** Opening PROVIDED ENTRIES block **

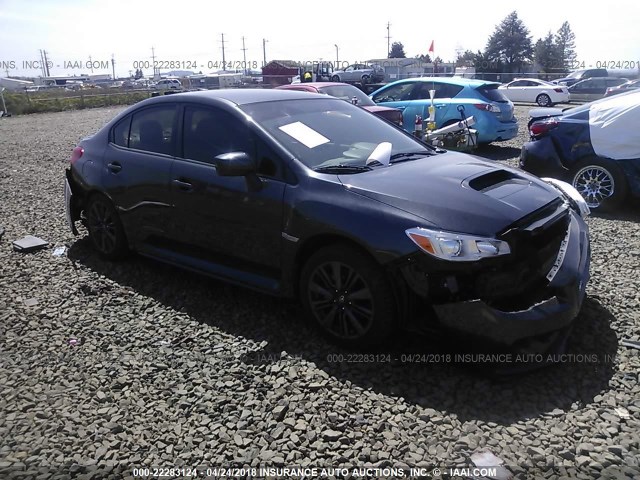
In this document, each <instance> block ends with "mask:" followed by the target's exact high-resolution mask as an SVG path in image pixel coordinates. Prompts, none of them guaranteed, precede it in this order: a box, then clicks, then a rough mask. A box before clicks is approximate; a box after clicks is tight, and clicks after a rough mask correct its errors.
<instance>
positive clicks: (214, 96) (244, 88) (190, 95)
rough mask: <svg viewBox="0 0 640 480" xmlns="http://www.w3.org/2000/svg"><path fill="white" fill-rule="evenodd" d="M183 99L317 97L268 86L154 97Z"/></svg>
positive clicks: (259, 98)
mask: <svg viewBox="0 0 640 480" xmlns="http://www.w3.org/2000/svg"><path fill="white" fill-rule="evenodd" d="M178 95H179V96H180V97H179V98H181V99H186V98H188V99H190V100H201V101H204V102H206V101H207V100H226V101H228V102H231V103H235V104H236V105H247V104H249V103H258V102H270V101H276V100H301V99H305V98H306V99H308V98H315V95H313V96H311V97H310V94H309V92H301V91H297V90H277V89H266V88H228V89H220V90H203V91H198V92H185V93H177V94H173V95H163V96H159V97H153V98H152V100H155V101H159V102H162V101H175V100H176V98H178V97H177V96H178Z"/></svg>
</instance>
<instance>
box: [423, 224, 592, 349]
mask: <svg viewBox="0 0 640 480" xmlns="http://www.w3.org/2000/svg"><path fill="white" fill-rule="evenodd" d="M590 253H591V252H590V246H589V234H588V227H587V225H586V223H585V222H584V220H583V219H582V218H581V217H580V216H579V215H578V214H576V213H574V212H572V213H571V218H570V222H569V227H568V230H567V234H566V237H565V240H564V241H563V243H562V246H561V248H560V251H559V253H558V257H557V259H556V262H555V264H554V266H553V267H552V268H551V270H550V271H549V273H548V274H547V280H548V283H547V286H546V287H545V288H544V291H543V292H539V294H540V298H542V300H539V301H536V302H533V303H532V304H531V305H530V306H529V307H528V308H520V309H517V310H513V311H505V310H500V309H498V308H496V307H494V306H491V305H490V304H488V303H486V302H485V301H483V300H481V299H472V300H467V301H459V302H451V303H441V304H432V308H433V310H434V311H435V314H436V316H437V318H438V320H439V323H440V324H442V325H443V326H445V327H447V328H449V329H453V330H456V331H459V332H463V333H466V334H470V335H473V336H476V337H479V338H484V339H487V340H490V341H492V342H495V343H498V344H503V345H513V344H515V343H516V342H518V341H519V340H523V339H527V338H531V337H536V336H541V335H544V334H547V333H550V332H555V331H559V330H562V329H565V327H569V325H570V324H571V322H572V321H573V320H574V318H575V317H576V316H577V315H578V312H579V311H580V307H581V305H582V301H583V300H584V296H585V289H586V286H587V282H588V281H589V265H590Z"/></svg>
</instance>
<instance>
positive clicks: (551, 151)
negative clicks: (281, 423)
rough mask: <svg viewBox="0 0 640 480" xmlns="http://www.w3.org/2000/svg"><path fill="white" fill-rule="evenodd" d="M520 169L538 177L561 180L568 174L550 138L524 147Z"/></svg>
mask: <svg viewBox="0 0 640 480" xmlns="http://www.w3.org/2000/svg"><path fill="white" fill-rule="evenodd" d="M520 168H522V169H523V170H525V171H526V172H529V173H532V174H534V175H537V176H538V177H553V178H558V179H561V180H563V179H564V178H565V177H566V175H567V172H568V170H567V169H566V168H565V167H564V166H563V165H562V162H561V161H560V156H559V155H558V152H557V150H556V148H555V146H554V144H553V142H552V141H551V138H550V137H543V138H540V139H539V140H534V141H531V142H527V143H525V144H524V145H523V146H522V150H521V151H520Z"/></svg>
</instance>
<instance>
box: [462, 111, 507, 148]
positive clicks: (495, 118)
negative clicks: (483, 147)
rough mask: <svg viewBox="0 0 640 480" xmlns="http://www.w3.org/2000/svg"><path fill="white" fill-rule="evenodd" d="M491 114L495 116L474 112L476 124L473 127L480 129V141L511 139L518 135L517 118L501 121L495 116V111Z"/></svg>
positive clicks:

** Closing PROVIDED ENTRIES block **

Please repeat the records above word for word, and do not include the pictures.

ANSWER BELOW
In this document, each <instance> block ends with "mask:" followed by the target's exact high-resolution mask as an SVG path in image pixel coordinates. Prompts, none of them guaranteed, precede it in this order: a box, then clicks, then a rough mask. A box before clicks is approximate; a box after clicks is tight, and clicks after a rough mask correct its errors.
<instance>
positive clicks: (214, 96) (244, 88) (190, 95)
rough mask: <svg viewBox="0 0 640 480" xmlns="http://www.w3.org/2000/svg"><path fill="white" fill-rule="evenodd" d="M183 99L317 97L268 86L154 97Z"/></svg>
positive clicks: (259, 98)
mask: <svg viewBox="0 0 640 480" xmlns="http://www.w3.org/2000/svg"><path fill="white" fill-rule="evenodd" d="M178 95H179V96H180V97H179V98H181V99H186V98H188V99H190V100H201V101H204V102H206V101H207V100H226V101H228V102H231V103H235V104H236V105H247V104H249V103H258V102H270V101H276V100H301V99H305V98H306V99H308V98H315V95H313V96H311V97H310V94H309V92H301V91H297V90H277V89H266V88H228V89H220V90H203V91H198V92H185V93H177V94H173V95H163V96H159V97H153V98H152V100H155V101H159V102H162V101H175V100H176V98H178V97H177V96H178Z"/></svg>
</instance>
<instance>
box: [423, 224, 592, 349]
mask: <svg viewBox="0 0 640 480" xmlns="http://www.w3.org/2000/svg"><path fill="white" fill-rule="evenodd" d="M590 253H591V252H590V246H589V234H588V227H587V225H586V223H585V222H584V220H583V219H582V218H581V217H580V216H579V215H578V214H576V213H574V212H572V213H571V218H570V222H569V227H568V230H567V234H566V237H565V240H564V241H563V243H562V246H561V248H560V251H559V253H558V257H557V259H556V262H555V264H554V266H553V267H552V268H551V270H550V271H549V273H548V274H547V280H548V283H547V286H546V287H545V288H544V291H543V292H539V294H540V298H542V300H539V301H536V302H533V303H532V304H531V305H530V306H529V307H528V308H520V309H517V310H513V311H505V310H500V309H498V308H496V307H494V306H491V305H490V304H488V303H486V302H485V301H483V300H481V299H472V300H467V301H459V302H451V303H441V304H432V308H433V310H434V311H435V314H436V316H437V318H438V320H439V323H440V324H442V325H443V326H445V327H447V328H449V329H453V330H456V331H459V332H463V333H466V334H470V335H473V336H476V337H479V338H484V339H487V340H490V341H492V342H495V343H498V344H503V345H513V344H515V343H516V342H518V341H519V340H523V339H527V338H531V337H536V336H541V335H544V334H547V333H550V332H555V331H559V330H562V329H565V327H569V325H570V324H571V322H572V321H573V320H574V318H575V317H576V316H577V315H578V312H579V311H580V307H581V305H582V301H583V300H584V296H585V289H586V286H587V282H588V281H589V265H590Z"/></svg>
</instance>
<instance>
positive clicks: (551, 151)
negative clicks: (281, 423)
rough mask: <svg viewBox="0 0 640 480" xmlns="http://www.w3.org/2000/svg"><path fill="white" fill-rule="evenodd" d="M520 169L538 177L561 180L568 174L550 138L524 147Z"/></svg>
mask: <svg viewBox="0 0 640 480" xmlns="http://www.w3.org/2000/svg"><path fill="white" fill-rule="evenodd" d="M520 168H522V169H523V170H525V171H526V172H529V173H532V174H534V175H537V176H538V177H553V178H558V179H561V180H563V179H564V178H565V177H566V175H567V172H568V170H567V169H566V168H565V167H564V166H563V165H562V162H561V161H560V156H559V155H558V152H557V150H556V148H555V146H554V144H553V142H552V141H551V138H550V137H543V138H540V139H539V140H534V141H531V142H527V143H525V144H524V145H523V146H522V150H521V151H520Z"/></svg>
</instance>
<instance>
box: [462, 111, 507, 148]
positive clicks: (495, 118)
negative clicks: (483, 147)
rough mask: <svg viewBox="0 0 640 480" xmlns="http://www.w3.org/2000/svg"><path fill="white" fill-rule="evenodd" d="M491 114L495 116L474 112L476 124L473 127L480 129V141L511 139L518 135L517 118L501 121L495 116V111Z"/></svg>
positive clicks:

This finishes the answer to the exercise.